The task: What is needed is an exact repeat of the lines from the line containing "Would you be able to tag the exposed" through the final line of the entries below, and nothing else.

##########

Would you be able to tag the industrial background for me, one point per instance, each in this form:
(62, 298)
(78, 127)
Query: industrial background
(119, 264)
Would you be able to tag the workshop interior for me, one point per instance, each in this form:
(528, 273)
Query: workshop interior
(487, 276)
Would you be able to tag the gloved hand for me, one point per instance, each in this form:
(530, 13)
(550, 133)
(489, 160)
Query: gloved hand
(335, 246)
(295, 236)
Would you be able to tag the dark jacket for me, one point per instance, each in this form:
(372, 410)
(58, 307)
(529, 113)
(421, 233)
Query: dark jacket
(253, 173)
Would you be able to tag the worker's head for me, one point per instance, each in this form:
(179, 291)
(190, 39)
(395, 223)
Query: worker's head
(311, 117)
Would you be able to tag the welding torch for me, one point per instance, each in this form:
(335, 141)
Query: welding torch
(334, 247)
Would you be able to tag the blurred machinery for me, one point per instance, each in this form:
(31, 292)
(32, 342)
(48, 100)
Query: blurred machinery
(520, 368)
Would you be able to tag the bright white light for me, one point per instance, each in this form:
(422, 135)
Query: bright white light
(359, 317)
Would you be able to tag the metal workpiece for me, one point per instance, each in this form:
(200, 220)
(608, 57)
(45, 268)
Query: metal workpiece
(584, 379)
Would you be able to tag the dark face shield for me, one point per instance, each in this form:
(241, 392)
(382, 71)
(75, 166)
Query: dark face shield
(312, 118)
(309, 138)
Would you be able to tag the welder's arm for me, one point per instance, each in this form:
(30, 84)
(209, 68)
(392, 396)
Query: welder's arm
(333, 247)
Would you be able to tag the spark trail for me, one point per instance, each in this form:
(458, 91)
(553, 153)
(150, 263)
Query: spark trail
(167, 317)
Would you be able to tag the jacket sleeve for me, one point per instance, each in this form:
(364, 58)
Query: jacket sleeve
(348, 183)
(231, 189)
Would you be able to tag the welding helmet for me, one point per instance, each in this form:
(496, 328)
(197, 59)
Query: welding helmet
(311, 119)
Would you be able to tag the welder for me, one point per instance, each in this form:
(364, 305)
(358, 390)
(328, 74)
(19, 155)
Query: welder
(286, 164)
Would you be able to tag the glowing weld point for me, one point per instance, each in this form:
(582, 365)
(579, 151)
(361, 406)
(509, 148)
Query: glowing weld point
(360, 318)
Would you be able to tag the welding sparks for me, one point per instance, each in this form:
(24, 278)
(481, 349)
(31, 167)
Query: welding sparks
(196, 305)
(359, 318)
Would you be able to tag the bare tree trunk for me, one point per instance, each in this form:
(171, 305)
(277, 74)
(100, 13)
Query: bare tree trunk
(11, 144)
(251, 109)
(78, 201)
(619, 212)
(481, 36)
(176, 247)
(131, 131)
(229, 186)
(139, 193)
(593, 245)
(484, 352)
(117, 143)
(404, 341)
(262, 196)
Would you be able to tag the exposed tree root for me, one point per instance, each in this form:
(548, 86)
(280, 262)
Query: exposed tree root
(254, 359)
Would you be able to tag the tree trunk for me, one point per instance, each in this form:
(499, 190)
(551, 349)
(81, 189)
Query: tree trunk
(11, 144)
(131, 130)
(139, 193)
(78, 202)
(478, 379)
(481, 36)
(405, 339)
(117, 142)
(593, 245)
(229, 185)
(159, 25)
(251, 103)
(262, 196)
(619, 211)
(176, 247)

##########

Answer to the task:
Would you be able to tag the exposed tree root for me, one point per instance, each in this form:
(548, 86)
(280, 262)
Query: exposed tree root
(254, 359)
Would you be able to tag the tree trunk for me, one point per instance, each in this form:
(499, 190)
(551, 349)
(81, 189)
Query: tree trunk
(11, 144)
(131, 130)
(139, 193)
(78, 202)
(478, 379)
(481, 36)
(405, 339)
(117, 142)
(593, 245)
(229, 185)
(159, 25)
(251, 103)
(262, 196)
(619, 211)
(176, 247)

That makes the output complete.